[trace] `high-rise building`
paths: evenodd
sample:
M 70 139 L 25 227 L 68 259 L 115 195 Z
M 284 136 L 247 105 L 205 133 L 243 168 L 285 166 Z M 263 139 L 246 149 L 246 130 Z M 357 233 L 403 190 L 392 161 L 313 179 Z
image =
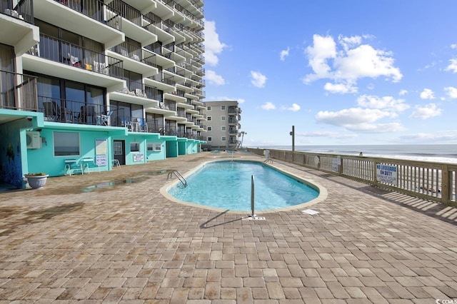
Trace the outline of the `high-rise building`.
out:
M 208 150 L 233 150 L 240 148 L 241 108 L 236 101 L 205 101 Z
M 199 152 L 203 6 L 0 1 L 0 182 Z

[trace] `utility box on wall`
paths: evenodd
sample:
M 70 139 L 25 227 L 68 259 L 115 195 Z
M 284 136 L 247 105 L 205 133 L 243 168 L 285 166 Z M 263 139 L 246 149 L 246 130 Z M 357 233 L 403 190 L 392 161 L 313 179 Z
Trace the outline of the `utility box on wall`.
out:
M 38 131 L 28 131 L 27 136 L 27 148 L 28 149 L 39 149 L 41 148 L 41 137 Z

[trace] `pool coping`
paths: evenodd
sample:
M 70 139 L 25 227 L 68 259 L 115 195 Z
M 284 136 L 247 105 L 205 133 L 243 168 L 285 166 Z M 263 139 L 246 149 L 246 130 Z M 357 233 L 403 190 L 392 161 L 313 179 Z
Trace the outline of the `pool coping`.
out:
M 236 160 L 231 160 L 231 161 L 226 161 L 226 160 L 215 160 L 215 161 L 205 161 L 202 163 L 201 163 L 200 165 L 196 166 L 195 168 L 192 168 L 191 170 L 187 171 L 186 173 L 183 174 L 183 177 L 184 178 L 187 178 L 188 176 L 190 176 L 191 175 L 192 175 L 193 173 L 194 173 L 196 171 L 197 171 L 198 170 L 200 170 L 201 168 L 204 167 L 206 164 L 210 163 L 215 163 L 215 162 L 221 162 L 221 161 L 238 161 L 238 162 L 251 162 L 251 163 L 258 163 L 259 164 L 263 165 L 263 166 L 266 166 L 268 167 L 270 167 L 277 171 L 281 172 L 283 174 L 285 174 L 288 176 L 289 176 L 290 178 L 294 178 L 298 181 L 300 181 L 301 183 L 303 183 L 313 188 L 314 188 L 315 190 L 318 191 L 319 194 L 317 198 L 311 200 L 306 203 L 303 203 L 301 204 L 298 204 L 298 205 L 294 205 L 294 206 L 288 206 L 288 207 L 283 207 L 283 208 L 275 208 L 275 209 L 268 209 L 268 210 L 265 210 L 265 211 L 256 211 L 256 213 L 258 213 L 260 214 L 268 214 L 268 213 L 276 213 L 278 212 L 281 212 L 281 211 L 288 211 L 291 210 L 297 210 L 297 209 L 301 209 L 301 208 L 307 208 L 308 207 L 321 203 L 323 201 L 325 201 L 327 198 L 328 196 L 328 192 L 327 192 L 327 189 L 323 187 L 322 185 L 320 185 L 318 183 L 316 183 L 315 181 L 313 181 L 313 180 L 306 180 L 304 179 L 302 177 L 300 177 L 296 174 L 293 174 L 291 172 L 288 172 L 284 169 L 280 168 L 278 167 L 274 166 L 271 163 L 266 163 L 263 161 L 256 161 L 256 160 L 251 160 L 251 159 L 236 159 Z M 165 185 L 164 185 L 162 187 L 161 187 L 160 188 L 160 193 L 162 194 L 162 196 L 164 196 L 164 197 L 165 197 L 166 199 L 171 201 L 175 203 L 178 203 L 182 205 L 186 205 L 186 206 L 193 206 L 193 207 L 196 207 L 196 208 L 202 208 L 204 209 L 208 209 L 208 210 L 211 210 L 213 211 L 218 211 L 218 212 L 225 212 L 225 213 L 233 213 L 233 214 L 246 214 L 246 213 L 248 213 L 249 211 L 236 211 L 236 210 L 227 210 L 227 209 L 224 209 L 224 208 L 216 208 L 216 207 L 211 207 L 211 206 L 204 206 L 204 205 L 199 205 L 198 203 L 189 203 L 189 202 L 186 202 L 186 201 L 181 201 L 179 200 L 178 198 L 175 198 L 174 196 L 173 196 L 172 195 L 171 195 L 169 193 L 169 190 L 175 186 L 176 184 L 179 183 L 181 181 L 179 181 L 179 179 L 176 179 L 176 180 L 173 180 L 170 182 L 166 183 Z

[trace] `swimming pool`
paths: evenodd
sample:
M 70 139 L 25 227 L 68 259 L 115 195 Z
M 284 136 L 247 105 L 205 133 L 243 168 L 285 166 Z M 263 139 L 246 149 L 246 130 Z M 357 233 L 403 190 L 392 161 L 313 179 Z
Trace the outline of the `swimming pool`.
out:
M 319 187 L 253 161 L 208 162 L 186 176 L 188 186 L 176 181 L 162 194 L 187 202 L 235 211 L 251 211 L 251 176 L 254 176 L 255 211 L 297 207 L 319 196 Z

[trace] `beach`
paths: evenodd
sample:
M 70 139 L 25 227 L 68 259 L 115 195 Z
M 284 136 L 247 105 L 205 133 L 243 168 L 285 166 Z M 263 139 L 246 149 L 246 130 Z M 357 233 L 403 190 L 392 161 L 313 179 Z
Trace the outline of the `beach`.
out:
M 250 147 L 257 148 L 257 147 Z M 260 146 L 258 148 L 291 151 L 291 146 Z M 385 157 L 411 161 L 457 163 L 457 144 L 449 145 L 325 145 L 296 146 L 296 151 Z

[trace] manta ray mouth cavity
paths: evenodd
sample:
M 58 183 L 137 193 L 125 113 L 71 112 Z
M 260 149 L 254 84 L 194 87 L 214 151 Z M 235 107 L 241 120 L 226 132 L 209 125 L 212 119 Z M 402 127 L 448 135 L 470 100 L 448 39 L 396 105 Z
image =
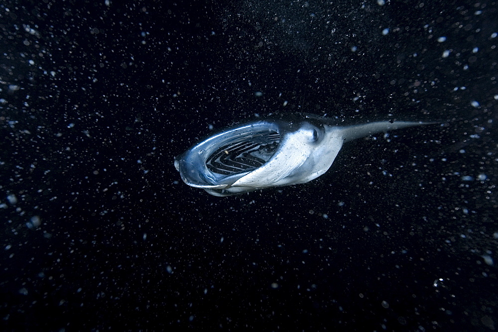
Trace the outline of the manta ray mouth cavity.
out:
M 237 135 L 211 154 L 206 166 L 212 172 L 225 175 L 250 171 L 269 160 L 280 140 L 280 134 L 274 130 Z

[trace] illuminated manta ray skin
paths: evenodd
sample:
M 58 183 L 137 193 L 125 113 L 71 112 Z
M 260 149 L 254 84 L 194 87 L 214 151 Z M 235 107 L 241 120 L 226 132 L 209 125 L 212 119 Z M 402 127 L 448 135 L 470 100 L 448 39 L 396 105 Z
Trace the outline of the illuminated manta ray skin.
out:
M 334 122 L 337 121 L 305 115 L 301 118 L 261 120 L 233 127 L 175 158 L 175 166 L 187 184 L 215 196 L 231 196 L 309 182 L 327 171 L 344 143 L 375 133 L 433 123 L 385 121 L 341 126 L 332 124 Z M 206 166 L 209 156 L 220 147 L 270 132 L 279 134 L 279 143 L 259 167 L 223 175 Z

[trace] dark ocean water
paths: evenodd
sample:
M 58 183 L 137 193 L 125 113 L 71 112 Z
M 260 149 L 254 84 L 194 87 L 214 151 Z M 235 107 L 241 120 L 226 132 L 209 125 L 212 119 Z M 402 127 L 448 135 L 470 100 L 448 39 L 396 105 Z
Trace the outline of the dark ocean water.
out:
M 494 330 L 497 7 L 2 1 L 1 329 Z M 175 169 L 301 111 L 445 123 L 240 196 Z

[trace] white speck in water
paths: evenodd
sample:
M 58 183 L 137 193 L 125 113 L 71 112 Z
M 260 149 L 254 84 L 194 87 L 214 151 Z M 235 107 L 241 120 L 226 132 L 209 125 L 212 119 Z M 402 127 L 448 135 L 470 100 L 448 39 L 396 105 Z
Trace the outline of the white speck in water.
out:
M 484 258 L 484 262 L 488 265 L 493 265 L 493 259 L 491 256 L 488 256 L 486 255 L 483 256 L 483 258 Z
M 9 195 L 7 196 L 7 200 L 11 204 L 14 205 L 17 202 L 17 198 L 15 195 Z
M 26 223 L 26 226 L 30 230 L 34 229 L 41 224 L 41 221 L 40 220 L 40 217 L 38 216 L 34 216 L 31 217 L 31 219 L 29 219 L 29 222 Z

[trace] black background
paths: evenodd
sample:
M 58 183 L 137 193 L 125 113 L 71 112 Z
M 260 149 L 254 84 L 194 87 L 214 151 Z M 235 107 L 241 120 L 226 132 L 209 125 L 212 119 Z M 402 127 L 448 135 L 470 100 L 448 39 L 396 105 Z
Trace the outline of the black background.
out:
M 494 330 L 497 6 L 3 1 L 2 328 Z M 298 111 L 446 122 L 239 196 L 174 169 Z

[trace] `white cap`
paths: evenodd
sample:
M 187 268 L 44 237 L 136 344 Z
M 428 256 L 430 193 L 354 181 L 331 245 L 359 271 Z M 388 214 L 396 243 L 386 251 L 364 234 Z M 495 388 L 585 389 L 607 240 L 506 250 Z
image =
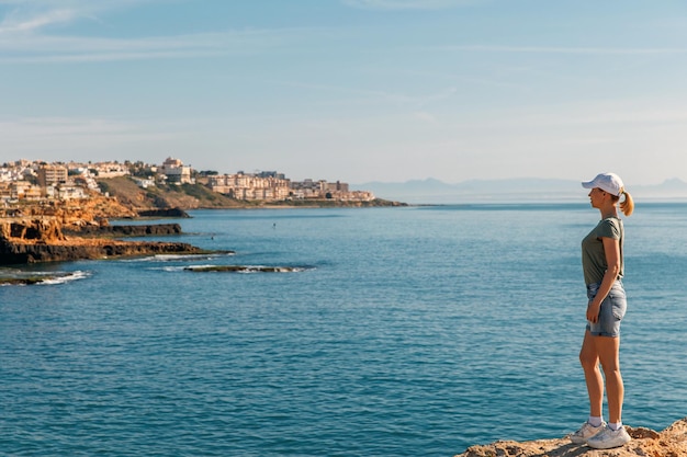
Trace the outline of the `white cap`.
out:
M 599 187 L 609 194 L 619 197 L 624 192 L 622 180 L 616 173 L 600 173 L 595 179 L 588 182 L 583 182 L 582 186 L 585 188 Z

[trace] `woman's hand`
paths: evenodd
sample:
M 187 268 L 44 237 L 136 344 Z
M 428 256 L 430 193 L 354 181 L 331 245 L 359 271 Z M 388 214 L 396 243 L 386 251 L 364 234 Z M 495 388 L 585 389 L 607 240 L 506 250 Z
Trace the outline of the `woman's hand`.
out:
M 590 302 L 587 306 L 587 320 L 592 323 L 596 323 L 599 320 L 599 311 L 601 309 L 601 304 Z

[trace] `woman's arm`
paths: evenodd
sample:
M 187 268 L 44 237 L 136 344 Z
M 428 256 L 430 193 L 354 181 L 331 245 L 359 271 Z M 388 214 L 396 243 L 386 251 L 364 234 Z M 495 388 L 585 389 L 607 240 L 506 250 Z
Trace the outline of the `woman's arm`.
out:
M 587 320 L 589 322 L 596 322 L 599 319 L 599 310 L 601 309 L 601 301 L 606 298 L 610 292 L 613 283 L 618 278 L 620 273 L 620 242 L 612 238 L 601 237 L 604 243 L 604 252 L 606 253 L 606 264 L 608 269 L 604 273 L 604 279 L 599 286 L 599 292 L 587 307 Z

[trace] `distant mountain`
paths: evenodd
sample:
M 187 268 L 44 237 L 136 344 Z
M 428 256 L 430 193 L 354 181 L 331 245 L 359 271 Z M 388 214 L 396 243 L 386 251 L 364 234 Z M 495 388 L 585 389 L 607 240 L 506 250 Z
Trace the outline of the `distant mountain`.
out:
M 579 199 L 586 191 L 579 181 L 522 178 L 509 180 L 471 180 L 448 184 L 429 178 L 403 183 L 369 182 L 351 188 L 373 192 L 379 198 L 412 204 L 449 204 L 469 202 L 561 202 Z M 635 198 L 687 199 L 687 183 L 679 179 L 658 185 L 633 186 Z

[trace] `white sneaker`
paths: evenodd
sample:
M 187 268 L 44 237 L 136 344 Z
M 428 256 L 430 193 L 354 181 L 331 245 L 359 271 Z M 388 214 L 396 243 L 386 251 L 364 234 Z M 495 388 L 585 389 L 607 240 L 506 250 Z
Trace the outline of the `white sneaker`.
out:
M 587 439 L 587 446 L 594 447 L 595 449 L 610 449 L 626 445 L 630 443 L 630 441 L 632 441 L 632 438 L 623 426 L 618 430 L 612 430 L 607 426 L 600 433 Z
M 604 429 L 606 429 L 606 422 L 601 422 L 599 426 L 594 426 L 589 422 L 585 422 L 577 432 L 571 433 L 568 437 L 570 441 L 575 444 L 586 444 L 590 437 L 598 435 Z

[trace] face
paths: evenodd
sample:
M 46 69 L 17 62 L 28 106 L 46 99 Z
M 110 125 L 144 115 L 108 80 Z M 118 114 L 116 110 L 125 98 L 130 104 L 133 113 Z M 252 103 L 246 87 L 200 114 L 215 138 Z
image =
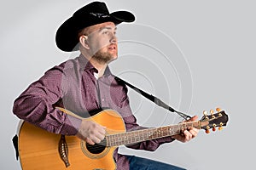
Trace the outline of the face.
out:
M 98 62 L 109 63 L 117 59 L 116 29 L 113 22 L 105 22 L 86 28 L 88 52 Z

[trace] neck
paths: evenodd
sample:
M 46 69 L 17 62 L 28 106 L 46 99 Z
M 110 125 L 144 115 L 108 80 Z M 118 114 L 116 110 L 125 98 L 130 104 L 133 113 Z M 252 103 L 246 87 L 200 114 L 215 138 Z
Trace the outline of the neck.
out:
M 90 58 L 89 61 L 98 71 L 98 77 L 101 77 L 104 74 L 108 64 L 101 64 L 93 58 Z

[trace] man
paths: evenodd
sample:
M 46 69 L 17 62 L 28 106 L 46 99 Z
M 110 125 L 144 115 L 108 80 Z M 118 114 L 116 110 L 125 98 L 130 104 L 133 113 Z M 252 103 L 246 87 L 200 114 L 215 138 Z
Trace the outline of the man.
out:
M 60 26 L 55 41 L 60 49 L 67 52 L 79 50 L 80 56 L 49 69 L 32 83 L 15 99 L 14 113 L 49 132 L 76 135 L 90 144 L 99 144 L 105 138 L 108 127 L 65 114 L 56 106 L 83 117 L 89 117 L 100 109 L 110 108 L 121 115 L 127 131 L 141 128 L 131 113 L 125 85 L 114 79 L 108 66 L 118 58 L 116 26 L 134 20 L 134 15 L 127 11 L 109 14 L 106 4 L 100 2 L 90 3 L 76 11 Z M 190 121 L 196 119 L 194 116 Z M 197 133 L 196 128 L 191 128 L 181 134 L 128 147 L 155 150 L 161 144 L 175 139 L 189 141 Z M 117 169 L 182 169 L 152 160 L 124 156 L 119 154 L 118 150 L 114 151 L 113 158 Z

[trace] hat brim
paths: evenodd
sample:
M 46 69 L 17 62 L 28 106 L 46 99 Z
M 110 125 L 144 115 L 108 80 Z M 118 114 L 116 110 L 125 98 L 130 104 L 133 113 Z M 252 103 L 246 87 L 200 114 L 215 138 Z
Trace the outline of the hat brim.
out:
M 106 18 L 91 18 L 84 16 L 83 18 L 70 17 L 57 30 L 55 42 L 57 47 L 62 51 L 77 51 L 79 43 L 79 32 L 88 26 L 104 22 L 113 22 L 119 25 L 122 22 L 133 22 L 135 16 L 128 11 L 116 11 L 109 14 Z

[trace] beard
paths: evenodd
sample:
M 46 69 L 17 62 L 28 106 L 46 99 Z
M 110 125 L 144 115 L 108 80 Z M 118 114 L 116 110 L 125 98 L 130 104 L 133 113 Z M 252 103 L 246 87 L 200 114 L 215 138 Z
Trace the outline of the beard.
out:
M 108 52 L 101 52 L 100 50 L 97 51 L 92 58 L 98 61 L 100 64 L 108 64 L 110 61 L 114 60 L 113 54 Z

# # # # # # #

Required task. Copy out the lines above exactly, starting at the line containing "[trace] hat brim" and ending at the line containing "M 106 18 L 91", with both of those lines included.

The answer.
[trace] hat brim
paths: evenodd
sample:
M 46 69 L 17 62 L 28 106 L 46 99 Z
M 110 125 L 144 115 L 108 80 Z M 118 114 L 116 110 L 125 98 L 130 104 L 133 113 Z M 252 103 L 246 87 L 200 114 L 215 138 Z
Trace the outline of the hat brim.
out:
M 106 18 L 91 18 L 84 16 L 83 18 L 70 17 L 57 30 L 55 42 L 57 47 L 62 51 L 77 51 L 79 43 L 79 32 L 88 26 L 104 22 L 113 22 L 119 25 L 122 22 L 133 22 L 135 16 L 128 11 L 116 11 L 109 14 Z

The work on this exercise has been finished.